Énoncé 1: Relevez toutes les dates et périodes chiffrées mentionnées dans le texte de la page ci-dessous.

Les Kurdes redoublent leurs attaques alors que la guerre froide avec l’Iran menace de s’intensifier
ERBIL, Irak - Pour un homme chanceux d’être encore vivant, Kheder Pakdaman est remarquablement calme. Parlant au téléphone depuis le siège de son parti, dans la ville irakienne de Koya, ce commandant de guérilla expérimenté raconte calmement une énième rencontre mortelle avec les forces armées de l’Iran.
Le 6 septembre, Pakdaman était à la tête d’un groupe de combattants kurdes pour entrer dans la ville de Sardacht, dans l’ouest de l’Iran, lorsque des coups de feu ont soudain éclaté : son unité a alors été criblée de balles.
« Le régime iranien nous a tendu une embuscade lorsque nous étions dans la ville pour rencontrer notre peuple. Nous avons pu sortir de l’embuscade après un combat intense », a-t-il raconté à Middle East Eye.
Les Kurdes, membres du Parti démocratique du Kurdistan d’Iran, ou PDKI, ont dû laisser derrière eux les corps de deux camarades décédés et traîner quatre combattants blessés jusqu’en lieu sûr lors de leur retraite désespérée vers l’Irak. Pakdaman affirme que six soldats iraniens sont morts dans l’affrontement.
Ces escarmouches mortelles sont devenues routinières pour le commandant, l’une des figures militaires les plus importantes du PDKI, depuis que le parti a commencé à envoyer des groupes de combattants en Iran en 2015.
S’infiltrant par la frontière montagneuse, ils ont affronté à plusieurs reprises l’armée iranienne et les unités d’élite des Gardiens de la révolution islamique.
Le PDKI est en exil dans la région autonome kurde d’Irak depuis qu’il a été poussé de l’autre côté de la frontière dans les années 1980 et a été très peu actif jusqu’à récemment.

Énoncé 2: Extrayez chaque ligne des enregistrements ci-dessous qui contient la chaîne « building », en tenant compte de la casse.

Données fournies:

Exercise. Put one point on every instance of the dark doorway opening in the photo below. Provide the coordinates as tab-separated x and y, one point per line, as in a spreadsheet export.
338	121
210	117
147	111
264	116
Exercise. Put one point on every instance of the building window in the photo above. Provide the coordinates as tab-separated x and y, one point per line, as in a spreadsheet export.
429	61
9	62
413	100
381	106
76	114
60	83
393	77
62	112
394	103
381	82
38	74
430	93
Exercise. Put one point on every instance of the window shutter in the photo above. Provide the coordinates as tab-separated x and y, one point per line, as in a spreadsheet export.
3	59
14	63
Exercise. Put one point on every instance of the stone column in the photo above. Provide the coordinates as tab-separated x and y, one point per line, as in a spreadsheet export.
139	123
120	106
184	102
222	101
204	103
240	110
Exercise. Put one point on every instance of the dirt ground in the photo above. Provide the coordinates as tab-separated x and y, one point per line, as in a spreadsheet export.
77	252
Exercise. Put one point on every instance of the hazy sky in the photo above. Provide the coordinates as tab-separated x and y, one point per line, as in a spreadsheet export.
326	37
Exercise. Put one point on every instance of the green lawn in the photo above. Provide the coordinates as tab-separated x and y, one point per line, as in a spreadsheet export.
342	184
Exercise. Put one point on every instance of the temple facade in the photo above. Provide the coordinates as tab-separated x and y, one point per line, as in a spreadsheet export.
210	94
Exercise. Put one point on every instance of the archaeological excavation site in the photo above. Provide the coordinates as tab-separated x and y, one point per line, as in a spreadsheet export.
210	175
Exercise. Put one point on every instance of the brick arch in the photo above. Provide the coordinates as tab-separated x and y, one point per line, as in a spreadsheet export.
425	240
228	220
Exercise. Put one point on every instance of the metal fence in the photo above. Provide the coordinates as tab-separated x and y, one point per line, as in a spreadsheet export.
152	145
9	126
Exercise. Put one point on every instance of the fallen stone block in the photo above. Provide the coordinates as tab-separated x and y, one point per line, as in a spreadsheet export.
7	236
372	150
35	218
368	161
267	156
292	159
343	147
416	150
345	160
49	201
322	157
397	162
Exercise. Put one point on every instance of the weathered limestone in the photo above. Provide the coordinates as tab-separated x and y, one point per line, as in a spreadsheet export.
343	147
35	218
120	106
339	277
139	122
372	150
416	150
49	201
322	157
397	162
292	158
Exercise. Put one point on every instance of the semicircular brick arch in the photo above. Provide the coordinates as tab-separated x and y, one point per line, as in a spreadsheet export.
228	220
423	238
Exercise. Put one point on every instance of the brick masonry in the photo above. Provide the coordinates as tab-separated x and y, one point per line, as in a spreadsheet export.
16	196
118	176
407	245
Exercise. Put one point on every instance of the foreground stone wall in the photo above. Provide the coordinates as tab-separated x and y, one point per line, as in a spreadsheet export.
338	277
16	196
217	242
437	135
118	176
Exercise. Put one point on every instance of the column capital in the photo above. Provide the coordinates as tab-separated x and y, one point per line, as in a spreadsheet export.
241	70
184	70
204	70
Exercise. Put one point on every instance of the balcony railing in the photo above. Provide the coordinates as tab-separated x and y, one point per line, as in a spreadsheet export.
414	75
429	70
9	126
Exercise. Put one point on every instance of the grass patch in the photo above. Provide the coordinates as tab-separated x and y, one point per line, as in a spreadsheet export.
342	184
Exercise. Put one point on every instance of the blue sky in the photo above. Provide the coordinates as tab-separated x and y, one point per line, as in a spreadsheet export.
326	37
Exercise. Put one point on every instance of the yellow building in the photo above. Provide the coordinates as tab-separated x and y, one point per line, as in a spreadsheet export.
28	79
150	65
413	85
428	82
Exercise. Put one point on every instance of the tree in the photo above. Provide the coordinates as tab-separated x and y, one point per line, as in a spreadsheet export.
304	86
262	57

Résultat 1:
- le 6 septembre
- 2015
- les années 1980

Résultat 2:
Exercise. Put one point on every instance of the building window in the photo above. Provide the coordinates as tab-separated x and y, one point per line, as in a spreadsheet export.
Exercise. Put one point on every instance of the yellow building in the photo above. Provide the coordinates as tab-separated x and y, one point per line, as in a spreadsheet export.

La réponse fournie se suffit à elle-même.